* ARTICLE:
JP: We really wanted to go no holds barred, and that’s why there’s Kevlar everywhere.
LC: These laces are literally ten times the cost of our standard laces. [laughs]
JP: And they won’t stretch on you!
LC: You mentioned that the original concept of Flywire was to use Kevlar. At the time, a lot of things were happening. We kept hearing there was actually a shortage of Kevlar because of the war and some other stuff, and they needed it for military equipment I guess. The other key thing is just the complexity of using the material, because it doesn’t have any stretch. When you embroider it, most thread has some stretch and you can adjust it nicely to accommodate the embroidery just fine. But when you go from nylon, which has anywhere from 20 to 30% stretch, to Kevlar, which has one or two percent stretch, that’s a big difference. That’s why it works so well, because you don’t need as much of it, but it has no stretch and will really lock you in right where you need. That becomes a difficult thing to work with on the manufacturing level though. We went through some early pattern shells, and the embroidery was pressed, but the cables would be all wobbly and not at all straight. The material underneath it would stretch and the cables wouldn’t stitch correctly. When you take it off the hoop, it would be a mess and go slack.
NDP: The Hyperdunk and Kobe VII obviously carry on pretty much the same design, but the LeBron 9 really shifts that launch version. Can you talk about the early stages of working on the 9 Elite and some of the things you wanted to get after first?
JP: We knew we were going to do a PS, so from the start I had a thought of what it could be. When we started to develop the 9, we got to thinking about different things we could do with the wing and the different materials that we could incorporate into it. There were challenges on what we could and couldn’t do on the 9, and that helped to inform what we’d look to do on the 9 PS. We were formulating this Elite series at that same time, and the first thing I said was, “Hey, I can really build this exactly how I’d dream of building it.” It started to come along organically just from working on the 9, and then when I talked to LeBron again it really all started to click. He’s talked about the AMG line for awhile, and when the car turns, your seat turns along with it. Things like that that go beyond most performance. With the 7 PS, the first one, and then the 8 PS, it was more of a race car and sprinting flat and we were using Hyperfuse to strip things away. This is more about stripping some things away, replacing it with other things and really going after that luxury performance at an entirely new level.

* STATED PROBLEM: Carry the interview about Kevlar, Flywire, and the LeBron 9 Elite shoe forward from its last answer.

* Image box annotation records:
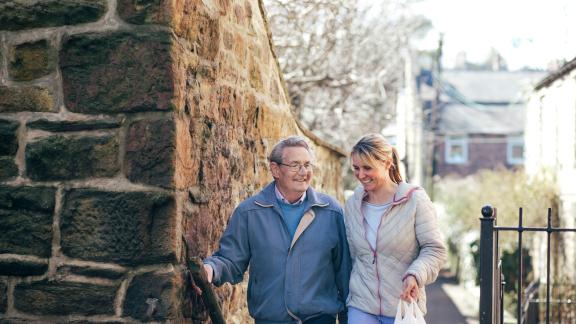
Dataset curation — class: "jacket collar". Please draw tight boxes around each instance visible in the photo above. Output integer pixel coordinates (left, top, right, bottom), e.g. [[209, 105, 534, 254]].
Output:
[[353, 182, 420, 208], [254, 181, 330, 210]]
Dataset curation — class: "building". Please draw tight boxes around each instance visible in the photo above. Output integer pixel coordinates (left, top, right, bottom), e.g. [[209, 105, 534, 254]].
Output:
[[525, 58, 576, 283], [425, 70, 544, 177]]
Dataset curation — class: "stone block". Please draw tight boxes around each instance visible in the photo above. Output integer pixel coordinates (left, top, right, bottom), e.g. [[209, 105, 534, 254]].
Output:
[[124, 273, 182, 321], [0, 156, 18, 181], [26, 119, 120, 132], [118, 0, 170, 25], [0, 0, 107, 30], [0, 186, 56, 257], [0, 119, 20, 156], [0, 86, 57, 113], [0, 260, 48, 277], [25, 135, 120, 181], [124, 119, 176, 187], [0, 281, 8, 313], [60, 32, 174, 114], [58, 265, 125, 280], [8, 39, 56, 81], [14, 281, 118, 315], [60, 189, 176, 265]]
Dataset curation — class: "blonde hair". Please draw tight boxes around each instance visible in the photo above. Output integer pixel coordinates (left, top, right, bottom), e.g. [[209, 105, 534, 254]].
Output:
[[350, 134, 402, 183]]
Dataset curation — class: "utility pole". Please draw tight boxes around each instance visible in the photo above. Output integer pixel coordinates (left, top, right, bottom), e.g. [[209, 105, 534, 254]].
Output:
[[425, 33, 444, 199]]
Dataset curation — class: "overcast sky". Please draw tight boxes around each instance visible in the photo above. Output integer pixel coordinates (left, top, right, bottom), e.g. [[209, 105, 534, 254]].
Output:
[[414, 0, 576, 70]]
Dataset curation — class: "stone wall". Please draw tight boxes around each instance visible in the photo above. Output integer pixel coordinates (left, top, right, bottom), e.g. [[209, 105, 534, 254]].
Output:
[[0, 0, 343, 323]]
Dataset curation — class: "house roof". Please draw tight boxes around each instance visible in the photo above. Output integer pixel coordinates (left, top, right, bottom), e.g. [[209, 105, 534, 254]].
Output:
[[441, 70, 546, 104], [437, 104, 524, 135], [534, 57, 576, 90]]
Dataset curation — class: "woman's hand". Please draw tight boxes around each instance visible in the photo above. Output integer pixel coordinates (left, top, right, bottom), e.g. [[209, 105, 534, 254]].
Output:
[[400, 275, 419, 302]]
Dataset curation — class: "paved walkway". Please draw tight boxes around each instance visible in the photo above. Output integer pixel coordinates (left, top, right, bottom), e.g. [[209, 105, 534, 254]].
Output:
[[425, 273, 479, 324]]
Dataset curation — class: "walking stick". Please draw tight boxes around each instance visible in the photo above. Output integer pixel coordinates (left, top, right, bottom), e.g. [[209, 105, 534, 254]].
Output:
[[182, 235, 226, 324]]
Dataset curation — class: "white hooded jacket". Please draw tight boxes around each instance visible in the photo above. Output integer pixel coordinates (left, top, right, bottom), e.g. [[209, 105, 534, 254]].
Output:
[[344, 182, 446, 317]]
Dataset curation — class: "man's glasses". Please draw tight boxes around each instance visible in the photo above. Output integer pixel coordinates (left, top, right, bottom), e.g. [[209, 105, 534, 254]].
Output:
[[276, 162, 315, 173]]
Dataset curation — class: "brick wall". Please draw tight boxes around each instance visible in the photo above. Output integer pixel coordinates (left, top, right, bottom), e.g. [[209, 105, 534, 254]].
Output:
[[434, 135, 516, 177], [0, 0, 342, 322]]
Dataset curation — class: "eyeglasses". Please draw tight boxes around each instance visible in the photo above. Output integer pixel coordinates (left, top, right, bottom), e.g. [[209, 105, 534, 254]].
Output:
[[276, 162, 316, 173]]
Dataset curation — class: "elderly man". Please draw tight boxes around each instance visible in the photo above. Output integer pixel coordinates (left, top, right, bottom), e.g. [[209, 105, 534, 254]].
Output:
[[204, 136, 351, 324]]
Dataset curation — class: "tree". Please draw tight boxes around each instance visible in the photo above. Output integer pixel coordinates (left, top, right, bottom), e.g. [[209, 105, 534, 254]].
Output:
[[264, 0, 429, 148]]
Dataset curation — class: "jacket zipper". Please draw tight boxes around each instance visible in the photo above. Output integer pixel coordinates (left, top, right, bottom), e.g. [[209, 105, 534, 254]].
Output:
[[360, 207, 390, 315], [284, 204, 323, 324]]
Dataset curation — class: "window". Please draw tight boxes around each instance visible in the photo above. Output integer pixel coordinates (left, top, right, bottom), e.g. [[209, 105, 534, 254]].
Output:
[[506, 136, 524, 165], [444, 136, 468, 164]]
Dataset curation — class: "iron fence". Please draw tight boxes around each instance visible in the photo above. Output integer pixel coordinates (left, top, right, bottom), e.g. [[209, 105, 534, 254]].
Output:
[[480, 206, 576, 324]]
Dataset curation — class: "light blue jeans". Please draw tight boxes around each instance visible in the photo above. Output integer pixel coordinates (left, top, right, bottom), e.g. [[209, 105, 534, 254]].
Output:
[[348, 307, 394, 324]]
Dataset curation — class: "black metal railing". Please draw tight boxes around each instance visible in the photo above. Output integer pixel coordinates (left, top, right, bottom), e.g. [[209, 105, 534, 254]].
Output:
[[480, 206, 576, 324]]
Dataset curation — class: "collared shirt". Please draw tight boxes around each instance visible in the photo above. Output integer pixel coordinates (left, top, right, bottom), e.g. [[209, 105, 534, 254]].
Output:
[[274, 186, 306, 205]]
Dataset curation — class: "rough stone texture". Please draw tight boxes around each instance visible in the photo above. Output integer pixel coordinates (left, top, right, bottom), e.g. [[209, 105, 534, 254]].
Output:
[[0, 86, 56, 113], [8, 39, 56, 81], [0, 260, 48, 277], [118, 0, 170, 25], [58, 265, 125, 280], [61, 189, 176, 265], [0, 119, 20, 156], [14, 281, 118, 315], [125, 120, 175, 187], [0, 156, 18, 181], [26, 119, 120, 132], [26, 136, 120, 181], [0, 119, 20, 181], [124, 273, 182, 321], [60, 32, 173, 114], [0, 0, 107, 30], [0, 0, 342, 323], [0, 186, 56, 257]]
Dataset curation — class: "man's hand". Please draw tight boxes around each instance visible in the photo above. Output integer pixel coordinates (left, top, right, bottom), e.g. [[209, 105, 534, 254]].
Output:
[[400, 275, 419, 302], [204, 263, 214, 283]]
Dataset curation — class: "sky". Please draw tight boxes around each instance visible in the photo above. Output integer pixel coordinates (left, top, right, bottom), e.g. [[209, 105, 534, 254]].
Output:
[[412, 0, 576, 70]]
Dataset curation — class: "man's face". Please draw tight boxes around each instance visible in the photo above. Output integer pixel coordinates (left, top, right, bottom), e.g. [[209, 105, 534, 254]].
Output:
[[270, 146, 313, 200]]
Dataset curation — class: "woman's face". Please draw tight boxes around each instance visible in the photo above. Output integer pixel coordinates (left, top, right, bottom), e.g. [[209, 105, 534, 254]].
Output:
[[352, 154, 390, 191]]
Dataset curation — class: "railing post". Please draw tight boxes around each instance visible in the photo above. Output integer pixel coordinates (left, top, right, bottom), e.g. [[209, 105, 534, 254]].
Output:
[[480, 205, 494, 324]]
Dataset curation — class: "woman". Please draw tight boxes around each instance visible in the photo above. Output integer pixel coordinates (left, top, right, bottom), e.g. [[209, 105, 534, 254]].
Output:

* EXERCISE RESULT:
From the beginning, it started with that wing and the original idea for it was around a space shuttle actually. I had heard someone say that LeBron jumps like he has booster rockets on, and everyone else jumps like they’re on springs. That thought permeates my mind for a lot of things we do for him, and if you look at a space shuttle and the booster rockets that are separated on it, that drove the shape of the wing here. It could separate into different elements on the side, and we looked to separate it into the carbon fiber for support along the sidewall and then having some breathability and ankle mobility at the collar. That started to define the gesture of the shoe, and then we wanted to bring in things that really worked on the 9, like the midfoot harness. We’re able to now use our Fuse and Flywire process together for the PS, which is different from how the 9 was actually constructed. The 9 was a little ahead of that process, and Leo actually led the way with the Hyperenforcer on that. Exploding things like the Pro Combat and just blowing it out was big too. We had to somewhat limit that on the 9 because of price, but we can flood it everywhere in there for the Elite.
The tooling actually changed too, because when it comes to playoff time, lets make this thing super performance and super simple. We didn’t want a whole lot of moving parts, and you’ll notice that the shoe isn’t double-lasted anymore either. We had a flex construction in the 9, where we had a softer forefoot foam and the shank was kind of an S-shape that went under one side of the bag and over the other. This is just on one side underneath the bag. We also got a little more volume into the forefoot Zoom bag and we’re using a more efficient system overall.
NDP: What’s the size difference on the Zoom bag, versus what was on the first 9?
JP: Two more millimeters.
NDP: From 6 to 8, cool.
NDP: Can you just talk about the general direction and what it’s like designing for the postseason now? Before, it wasn’t a takedown model necessarily, but he would go into the Soldier and it was a lower priced model. The 7 and 8 PS were also stripped down and priced lower. Now, the model has become more elevated.
JP: That has been part of the strategy, and we followed that model going into the 7 PS. It was like a Soldier PS, and we went to Zoom from the Max 360 and we took it to something that was more similar to the Soldier III the year before. From talking to LeBron, he just really wanted to have us focus on this time of the year, and he talks about it being when the lights are brightest and it’s the biggest stage. He’s told us, “It’s the most important part of the season, and I want my shoe to reflect that. I don’t want to wear the same thing I’ve been wearing all season. I want to take it up ten notches.” We’ve eeked towards doing that with the 7 and 8 PS, but now with the 9, it’s now not a step backwards in price, and it’s now going to that next level across all facets of the shoe. That all came from him. It’s something he’s said for a few years now, and this is finally getting to what LeBron asked us for.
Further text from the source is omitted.